*** Opening Document excerpt ***
On 1 October a new phase of social protests started in Iraq, this time authentic, spontaneous and very difficult for political parties or even civil society organizations to control. The protests have gradually come to be supported by a vast segment of the public as well as the main Iraqi syndicates: yesterday the Teachers’ Union launched a national 4-days strike, the Bar Association declared that they support civil disobedience, and students occupied several universities in the southern and central governorates and took to the streets in the hundreds of thousands.
The movement was born of unemployed youth who rejected the political system established in 2003. They are asking for an end to corruption and the sectarian quotas in Iraqi politics, phony job opportunities and a fairer redistribution of wealth. They are largely nonviolent, though some governmental and political parties’ buildings were set on fire in the south following the first funerals of young demonstrators killed on the streets. Many women are also part of protests. At times they are protected by young male activists surrounding them, at others, they march in the front rows of demonstrations.
Protests quickly spread through most of Iraq, and in the first week about 150 unarmed civilians and 8 members of security forces died in attacks from the army and militia, anonymous snipers hiding on the roofs, armored police cars which drove at high speed into the crowds, and armed individuals infiltrating the demonstrations. Thousands of people have been injured, but precise numbers are not clear since doctors in the hospitals have been ordered not to collect and publicize these statistics. Still, we know that many are in critical condition. To date, the total number of civilian victims rose to about 250, 15 of whom were killed in Kerbala just in the last 24 hours. Violence is intensifying and the situation requires urgent attention by media and the international community.
*** Closing Document excerpt ***
# Tasks for this exercise
#1 From the text on the Iraq protests, list each attacker it names as responsible for the deaths among protesters in the first week.
#2 Carry the text on the Iraq protests forward, starting right after its last sentence.
*** Opening Source information ***
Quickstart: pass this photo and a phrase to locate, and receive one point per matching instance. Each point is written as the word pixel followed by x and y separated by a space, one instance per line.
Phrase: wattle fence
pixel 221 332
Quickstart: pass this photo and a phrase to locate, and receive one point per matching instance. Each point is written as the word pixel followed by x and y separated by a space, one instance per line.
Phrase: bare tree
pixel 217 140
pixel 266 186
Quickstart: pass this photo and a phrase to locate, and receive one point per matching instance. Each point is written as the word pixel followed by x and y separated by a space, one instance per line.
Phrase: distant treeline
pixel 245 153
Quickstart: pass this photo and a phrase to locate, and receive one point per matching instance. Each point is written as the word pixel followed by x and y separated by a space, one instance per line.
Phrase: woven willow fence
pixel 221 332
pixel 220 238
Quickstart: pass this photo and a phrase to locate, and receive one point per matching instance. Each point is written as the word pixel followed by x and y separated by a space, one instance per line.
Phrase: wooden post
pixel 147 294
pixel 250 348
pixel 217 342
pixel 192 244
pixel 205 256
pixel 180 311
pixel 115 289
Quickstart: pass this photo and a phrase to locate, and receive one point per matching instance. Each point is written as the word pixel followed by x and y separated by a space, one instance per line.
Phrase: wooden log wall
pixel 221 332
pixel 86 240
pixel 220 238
*** Closing Source information ***
*** Opening Source information ***
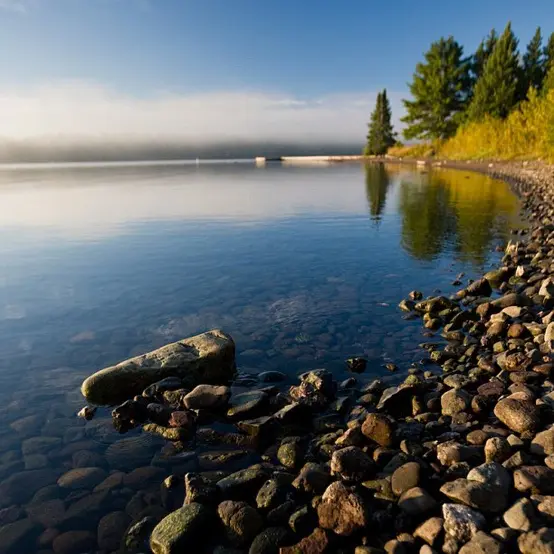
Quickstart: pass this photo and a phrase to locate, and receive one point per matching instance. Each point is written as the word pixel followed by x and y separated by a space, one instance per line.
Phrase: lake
*** Closing Source information ***
*** Opening Source information ***
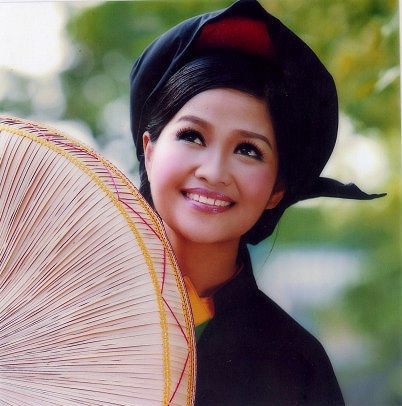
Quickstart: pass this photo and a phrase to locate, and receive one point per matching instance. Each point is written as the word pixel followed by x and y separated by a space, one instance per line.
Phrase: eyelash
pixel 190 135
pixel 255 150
*** Closing Source information ***
# Replies
#1
- the army
- militia
- anonymous snipers hiding on the roofs
- armored police cars that drove at high speed into the crowds
- armed individuals infiltrating the demonstrations

#2
Human Rights Defenders across the country have been threatened, arrested or killed, notably Safaa al-Sarai yesterday in Baghdad. A health worker was arrested while she was treating patients in an ambulance, a doctor while he was preparing for surgery in a hospital, several bloggers in their homes. In Sunni cities people don’t dare to protest out of fear that the repression to follow would be crueler. Offices of several media agencies, TVs and newspapers have been attacked and raided by militia, and journalists have been badly beaten up. A lawyer was killed while he was going to meet an activist that he was going to defend. At least 30 Human Rights Defenders have mysteriously disappeared, others have been shot dead in their homes, like a young couple from Basra. Since 25 October, activitss have proclaimed a new “day of rage” and call for a change in government. The growing number of victims is simply making participation in the movement expand, and civil disobedience has spread even among families with children.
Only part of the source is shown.